“Saya Sedang Berlatih Menyembuhkan Mata di Gaza, Lalu Semuanya Menjadi Gelap”
Mereka membom ruang kelas kami, bangsal kami, bahkan pasien kami – tetapi saya menolak berhenti merawat yang terluka.

Lina Ghassan Abu Zayed, Lulusan Fakultas Kedokteran dan Ilmu Kesehatan Universitas Islam Gaza.
Sebelum bencana ini terjadi, saya menjalani hari-hari paling bahagia dalam hidup saya, dikelilingi kehangatan keluarga, kasih sayang sahabat, dan impian-impian yang terasa begitu dekat. Sebagian besar tahun 2023 saya habiskan untuk mempersiapkan kelulusan dan bersiap berpindah dari ruang kuliah ke dunia praktik, bergantian antara laboratorium Universitas Islam Gaza dan rumah sakit-rumah sakit mata di seluruh Jalur Gaza.
★ ★ ★ ★ ★ ★ ★
(YANG HARUS DILAKUKAN) Sunting kisah tentang berlatih menyembuhkan mata di Gaza dengan menulis ulang bagiannya. Mulailah dari kata-kata "Mereka membom ruang" dan berhentilah setelah "seluruh Jalur Gaza.", lalu ganti "impian-impian" dengan "cita-cita".

(ENTRI YANG DITAMPILKAN)
★ ★ ★ ★ ★ ★ ★
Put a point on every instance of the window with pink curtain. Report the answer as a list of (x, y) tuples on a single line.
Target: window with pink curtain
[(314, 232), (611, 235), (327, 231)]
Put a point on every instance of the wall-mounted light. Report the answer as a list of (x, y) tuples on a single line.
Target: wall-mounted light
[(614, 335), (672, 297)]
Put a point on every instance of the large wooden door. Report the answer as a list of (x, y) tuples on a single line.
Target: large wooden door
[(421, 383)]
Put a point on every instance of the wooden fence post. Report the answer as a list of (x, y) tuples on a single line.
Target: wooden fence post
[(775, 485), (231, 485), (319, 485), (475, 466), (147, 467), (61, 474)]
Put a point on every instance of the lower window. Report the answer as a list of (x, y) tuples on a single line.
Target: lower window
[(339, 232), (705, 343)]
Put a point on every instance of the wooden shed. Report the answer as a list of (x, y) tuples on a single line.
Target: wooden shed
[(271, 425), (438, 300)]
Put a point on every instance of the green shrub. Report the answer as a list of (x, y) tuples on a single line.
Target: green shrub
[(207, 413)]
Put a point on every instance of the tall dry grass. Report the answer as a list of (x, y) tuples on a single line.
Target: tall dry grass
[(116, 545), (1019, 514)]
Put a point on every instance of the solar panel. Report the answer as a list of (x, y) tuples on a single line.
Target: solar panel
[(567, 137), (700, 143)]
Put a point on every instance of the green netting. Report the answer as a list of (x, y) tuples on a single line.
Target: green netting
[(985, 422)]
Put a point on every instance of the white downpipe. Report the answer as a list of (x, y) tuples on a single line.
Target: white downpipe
★ ★ ★ ★ ★ ★ ★
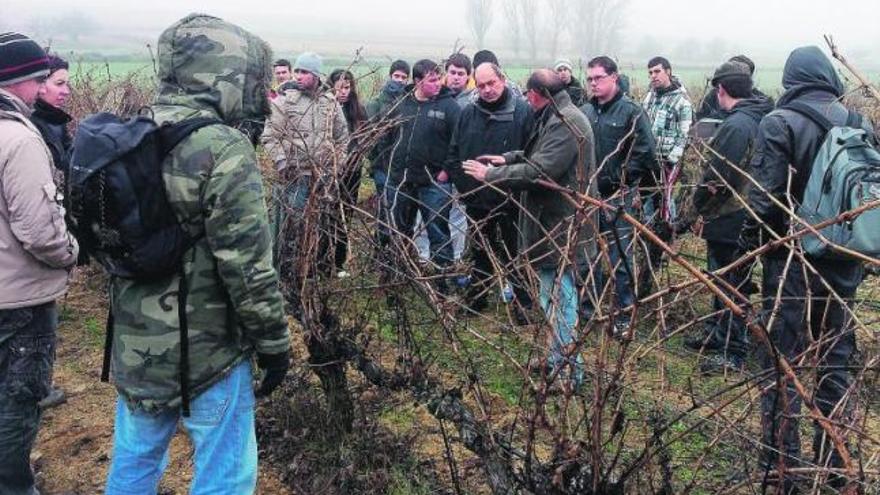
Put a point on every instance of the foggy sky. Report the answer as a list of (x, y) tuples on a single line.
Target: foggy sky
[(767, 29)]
★ ★ ★ ★ ★ ★ ★
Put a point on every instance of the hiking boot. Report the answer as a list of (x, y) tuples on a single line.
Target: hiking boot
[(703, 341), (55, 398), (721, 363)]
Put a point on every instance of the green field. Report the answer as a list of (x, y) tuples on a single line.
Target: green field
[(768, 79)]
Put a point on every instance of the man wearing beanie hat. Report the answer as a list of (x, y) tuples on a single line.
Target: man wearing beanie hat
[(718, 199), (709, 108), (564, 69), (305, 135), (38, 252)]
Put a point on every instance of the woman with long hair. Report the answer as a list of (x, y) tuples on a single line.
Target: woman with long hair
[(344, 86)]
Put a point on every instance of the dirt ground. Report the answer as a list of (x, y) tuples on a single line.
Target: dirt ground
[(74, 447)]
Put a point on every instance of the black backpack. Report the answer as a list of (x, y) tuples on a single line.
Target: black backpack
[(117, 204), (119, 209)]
★ ★ ★ ★ ★ ★ ★
(JAWABAN ANDA)
Mereka membom ruang kelas kami, bangsal kami, bahkan pasien kami – tetapi saya menolak berhenti merawat yang terluka.

Lina Ghassan Abu Zayed, Lulusan Fakultas Kedokteran dan Ilmu Kesehatan Universitas Islam Gaza.
Sebelum bencana ini terjadi, saya menjalani hari-hari paling bahagia dalam hidup saya, dikelilingi kehangatan keluarga, kasih sayang sahabat, dan cita-cita yang terasa begitu dekat. Sebagian besar tahun 2023 saya habiskan untuk mempersiapkan kelulusan dan bersiap berpindah dari ruang kuliah ke dunia praktik, bergantian antara laboratorium Universitas Islam Gaza dan rumah sakit-rumah sakit mata di seluruh Jalur Gaza.